>>>>

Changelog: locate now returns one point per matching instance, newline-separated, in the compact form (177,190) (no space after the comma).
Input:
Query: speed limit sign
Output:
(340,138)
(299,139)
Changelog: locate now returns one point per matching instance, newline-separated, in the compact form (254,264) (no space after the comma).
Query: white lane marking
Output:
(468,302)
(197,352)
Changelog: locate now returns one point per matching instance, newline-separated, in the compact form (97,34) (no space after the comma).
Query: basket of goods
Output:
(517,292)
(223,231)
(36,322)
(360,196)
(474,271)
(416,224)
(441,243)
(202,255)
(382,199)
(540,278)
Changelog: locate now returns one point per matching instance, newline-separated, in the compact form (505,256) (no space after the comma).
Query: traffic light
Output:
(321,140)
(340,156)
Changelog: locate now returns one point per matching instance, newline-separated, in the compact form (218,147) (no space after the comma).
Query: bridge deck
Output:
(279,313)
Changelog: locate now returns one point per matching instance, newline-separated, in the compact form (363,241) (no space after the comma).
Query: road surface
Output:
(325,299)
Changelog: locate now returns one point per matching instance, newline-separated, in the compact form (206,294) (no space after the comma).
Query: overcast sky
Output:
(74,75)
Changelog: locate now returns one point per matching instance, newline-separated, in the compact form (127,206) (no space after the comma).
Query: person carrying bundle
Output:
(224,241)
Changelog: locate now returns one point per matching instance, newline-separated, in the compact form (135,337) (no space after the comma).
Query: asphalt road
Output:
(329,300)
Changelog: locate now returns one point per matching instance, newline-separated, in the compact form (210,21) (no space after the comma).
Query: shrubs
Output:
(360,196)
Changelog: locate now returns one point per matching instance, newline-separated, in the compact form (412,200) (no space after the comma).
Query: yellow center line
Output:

<<<<

● THE PROBLEM:
Quote the data above in full, changing nothing.

● FINAL ANSWER:
Changelog: locate now returns one point per matching instance, newline-separated, in the compact form (177,190) (no space after the comma).
Input:
Query: speed limit sign
Output:
(340,138)
(299,139)
Changelog: locate now returns one point per matching instance, newline-separated, in the compact form (254,264) (no space after the comma).
Query: white lane marking
Output:
(468,302)
(197,352)
Changelog: locate now returns one point per matching instance, newline-separated, in the compact form (97,34) (no space after the comma).
Query: basket of goods
Output:
(517,292)
(223,231)
(36,322)
(360,196)
(474,271)
(416,224)
(441,243)
(202,255)
(382,199)
(540,278)
Changelog: locate now returns one point per matching instance, newline-separated, in the compact form (505,256) (no space after the comma).
Query: traffic light
Output:
(321,140)
(340,156)
Changelog: locate now returns one point per matching instance, newline-separated, in the compact form (218,147) (no space after the comma).
Query: bridge deck
Output:
(279,313)
Changelog: locate now returns one point per matching instance, newline-separated, in the compact form (363,241) (no space after the comma).
Query: road surface
Output:
(325,299)
Changelog: locate now returns one point per matching instance, newline-separated, in the compact form (206,294) (no space after the comma).
Query: overcast sky
Output:
(74,75)
Changelog: locate now returns one point per matching instance, newline-separated, in the compact form (127,206) (no space after the comma).
Query: person carrying bundle
Output:
(224,241)
Changelog: locate now returns one point per matching instance, newline-separated, in the compact form (135,337) (no space after the comma).
Query: asphalt road
Output:
(329,300)
Changelog: locate now returns one point per matching instance, newline-separated, in the compact form (210,21) (no space after the comma).
Query: shrubs
Output:
(360,196)
Changelog: locate now returns one point per matching instance, newline-separated, in the compact form (412,200) (no space after the comma).
Query: yellow center line
Output:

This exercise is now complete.